Task description: Print everything in the listing below from the line containing "Each <instance> block includes" down to the line containing "336L288 324L244 346L220", including both of those lines, character for character.

Given data:
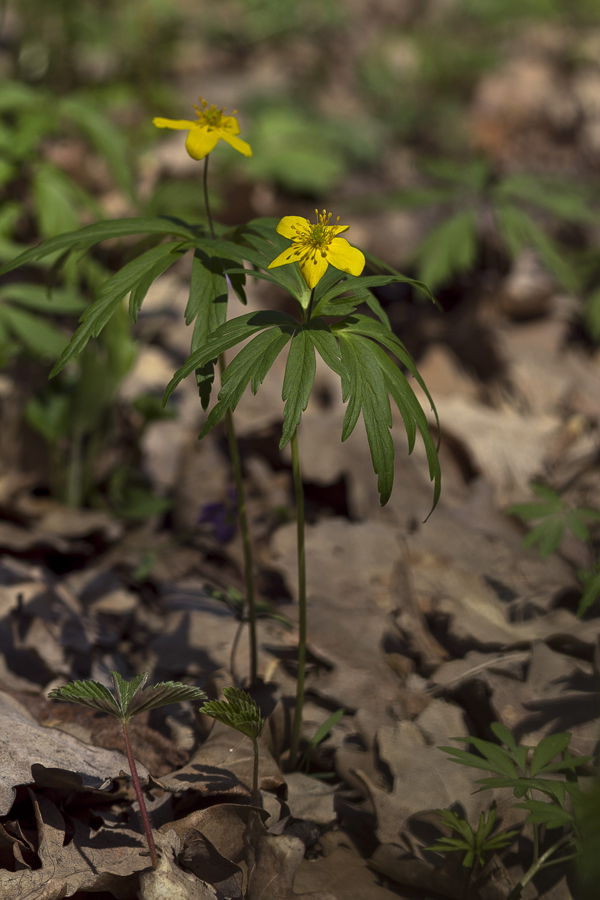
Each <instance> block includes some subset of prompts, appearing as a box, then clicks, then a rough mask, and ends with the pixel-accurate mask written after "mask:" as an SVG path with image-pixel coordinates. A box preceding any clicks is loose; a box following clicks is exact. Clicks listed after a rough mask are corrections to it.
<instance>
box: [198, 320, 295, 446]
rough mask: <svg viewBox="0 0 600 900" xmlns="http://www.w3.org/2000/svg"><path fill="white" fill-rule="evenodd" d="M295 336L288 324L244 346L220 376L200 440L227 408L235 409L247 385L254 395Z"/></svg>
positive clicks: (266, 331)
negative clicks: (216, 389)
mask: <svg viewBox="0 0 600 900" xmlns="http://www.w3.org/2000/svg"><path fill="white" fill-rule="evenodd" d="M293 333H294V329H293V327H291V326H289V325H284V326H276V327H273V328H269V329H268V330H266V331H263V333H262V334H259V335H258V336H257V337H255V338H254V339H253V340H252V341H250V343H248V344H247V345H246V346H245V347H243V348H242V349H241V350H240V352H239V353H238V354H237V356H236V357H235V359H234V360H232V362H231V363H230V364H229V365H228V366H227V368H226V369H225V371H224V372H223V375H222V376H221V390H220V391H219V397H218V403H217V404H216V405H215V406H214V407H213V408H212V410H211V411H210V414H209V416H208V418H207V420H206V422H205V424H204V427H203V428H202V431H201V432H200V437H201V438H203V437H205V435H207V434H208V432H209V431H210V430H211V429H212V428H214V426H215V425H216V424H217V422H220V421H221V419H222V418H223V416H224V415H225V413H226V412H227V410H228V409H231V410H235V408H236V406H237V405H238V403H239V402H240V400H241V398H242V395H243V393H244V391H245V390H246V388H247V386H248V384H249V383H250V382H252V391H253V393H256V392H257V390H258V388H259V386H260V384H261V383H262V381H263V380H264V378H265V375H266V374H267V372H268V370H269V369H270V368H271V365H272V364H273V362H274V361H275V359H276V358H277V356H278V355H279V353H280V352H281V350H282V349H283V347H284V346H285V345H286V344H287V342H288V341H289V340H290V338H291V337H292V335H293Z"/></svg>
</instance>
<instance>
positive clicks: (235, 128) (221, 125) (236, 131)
...
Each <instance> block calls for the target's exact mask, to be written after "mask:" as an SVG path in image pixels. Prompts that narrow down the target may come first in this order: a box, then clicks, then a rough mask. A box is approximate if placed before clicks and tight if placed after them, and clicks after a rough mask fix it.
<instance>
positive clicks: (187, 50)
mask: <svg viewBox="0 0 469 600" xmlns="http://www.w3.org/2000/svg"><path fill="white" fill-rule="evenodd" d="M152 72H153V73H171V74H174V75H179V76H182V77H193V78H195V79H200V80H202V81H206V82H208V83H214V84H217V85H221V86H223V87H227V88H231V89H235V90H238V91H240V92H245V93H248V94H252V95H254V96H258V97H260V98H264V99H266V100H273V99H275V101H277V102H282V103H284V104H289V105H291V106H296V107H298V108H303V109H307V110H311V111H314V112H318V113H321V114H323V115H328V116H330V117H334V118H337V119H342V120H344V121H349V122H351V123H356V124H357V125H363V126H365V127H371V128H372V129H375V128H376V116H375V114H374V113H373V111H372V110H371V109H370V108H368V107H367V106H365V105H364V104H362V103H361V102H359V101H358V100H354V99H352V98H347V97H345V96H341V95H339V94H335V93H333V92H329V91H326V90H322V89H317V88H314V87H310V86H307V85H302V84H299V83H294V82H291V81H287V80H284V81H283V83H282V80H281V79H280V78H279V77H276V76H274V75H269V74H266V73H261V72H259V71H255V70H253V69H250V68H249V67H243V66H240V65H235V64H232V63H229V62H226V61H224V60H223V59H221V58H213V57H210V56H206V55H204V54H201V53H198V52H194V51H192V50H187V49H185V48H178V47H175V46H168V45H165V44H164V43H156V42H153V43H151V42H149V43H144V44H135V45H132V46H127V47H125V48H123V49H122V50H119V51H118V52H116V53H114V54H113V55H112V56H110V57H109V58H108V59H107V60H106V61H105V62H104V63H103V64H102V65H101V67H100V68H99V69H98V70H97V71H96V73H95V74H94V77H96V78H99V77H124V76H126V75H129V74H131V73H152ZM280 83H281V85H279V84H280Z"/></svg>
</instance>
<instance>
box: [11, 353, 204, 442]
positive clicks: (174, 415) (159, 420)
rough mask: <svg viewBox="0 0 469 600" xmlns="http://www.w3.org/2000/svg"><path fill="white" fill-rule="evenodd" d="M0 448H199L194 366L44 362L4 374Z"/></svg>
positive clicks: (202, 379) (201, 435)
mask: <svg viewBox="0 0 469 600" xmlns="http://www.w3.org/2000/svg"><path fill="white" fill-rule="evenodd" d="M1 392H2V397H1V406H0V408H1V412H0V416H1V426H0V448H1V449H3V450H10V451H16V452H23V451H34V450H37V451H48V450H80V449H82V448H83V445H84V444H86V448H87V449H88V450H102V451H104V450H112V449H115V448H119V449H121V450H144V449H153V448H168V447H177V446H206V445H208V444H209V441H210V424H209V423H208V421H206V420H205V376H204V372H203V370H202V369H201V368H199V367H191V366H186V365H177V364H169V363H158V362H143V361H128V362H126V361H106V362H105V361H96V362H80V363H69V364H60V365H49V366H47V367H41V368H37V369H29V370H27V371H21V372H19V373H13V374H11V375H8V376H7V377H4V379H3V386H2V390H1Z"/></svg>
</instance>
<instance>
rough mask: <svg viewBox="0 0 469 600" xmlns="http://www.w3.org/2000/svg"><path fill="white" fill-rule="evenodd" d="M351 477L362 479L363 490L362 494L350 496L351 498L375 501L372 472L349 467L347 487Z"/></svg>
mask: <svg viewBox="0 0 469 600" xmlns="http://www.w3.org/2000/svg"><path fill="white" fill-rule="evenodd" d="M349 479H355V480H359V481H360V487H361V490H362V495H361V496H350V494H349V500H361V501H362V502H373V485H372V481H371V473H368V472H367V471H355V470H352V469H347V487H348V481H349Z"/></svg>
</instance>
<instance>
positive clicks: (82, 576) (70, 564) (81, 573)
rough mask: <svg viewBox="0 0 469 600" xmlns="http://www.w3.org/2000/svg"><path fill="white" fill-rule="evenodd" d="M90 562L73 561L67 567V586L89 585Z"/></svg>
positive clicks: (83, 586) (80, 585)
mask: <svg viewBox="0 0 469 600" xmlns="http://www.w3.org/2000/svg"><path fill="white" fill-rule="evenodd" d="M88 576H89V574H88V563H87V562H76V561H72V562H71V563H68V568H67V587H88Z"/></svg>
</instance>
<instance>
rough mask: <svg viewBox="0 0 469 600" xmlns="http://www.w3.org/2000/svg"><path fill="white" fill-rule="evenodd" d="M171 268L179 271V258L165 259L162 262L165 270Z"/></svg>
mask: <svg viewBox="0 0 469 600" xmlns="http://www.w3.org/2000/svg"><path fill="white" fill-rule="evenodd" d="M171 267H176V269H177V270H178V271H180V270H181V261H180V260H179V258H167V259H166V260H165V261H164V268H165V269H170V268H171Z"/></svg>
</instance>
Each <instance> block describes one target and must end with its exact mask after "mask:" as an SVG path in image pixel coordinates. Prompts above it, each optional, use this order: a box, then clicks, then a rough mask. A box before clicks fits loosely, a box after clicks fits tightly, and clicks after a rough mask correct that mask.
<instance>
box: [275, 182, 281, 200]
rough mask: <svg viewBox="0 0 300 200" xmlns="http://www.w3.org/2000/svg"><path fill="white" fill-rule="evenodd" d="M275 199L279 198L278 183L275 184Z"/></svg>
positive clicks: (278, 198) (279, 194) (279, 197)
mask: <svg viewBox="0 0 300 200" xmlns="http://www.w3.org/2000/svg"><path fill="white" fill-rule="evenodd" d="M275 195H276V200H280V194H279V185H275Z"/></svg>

Task response:
Each <instance> block includes some subset of prompts, appearing as a box, then clicks, then a rough mask, and ends with the pixel-accurate mask written after "mask:" as an SVG path with image-pixel coordinates. A box preceding any clicks is loose; a box following clicks is exact. Clicks listed after a rough mask are corrections to it.
<instance>
box: [198, 320, 295, 446]
rough mask: <svg viewBox="0 0 600 900" xmlns="http://www.w3.org/2000/svg"><path fill="white" fill-rule="evenodd" d="M295 336L288 324L244 346L220 376L200 440L227 408L235 409L247 385L254 395Z"/></svg>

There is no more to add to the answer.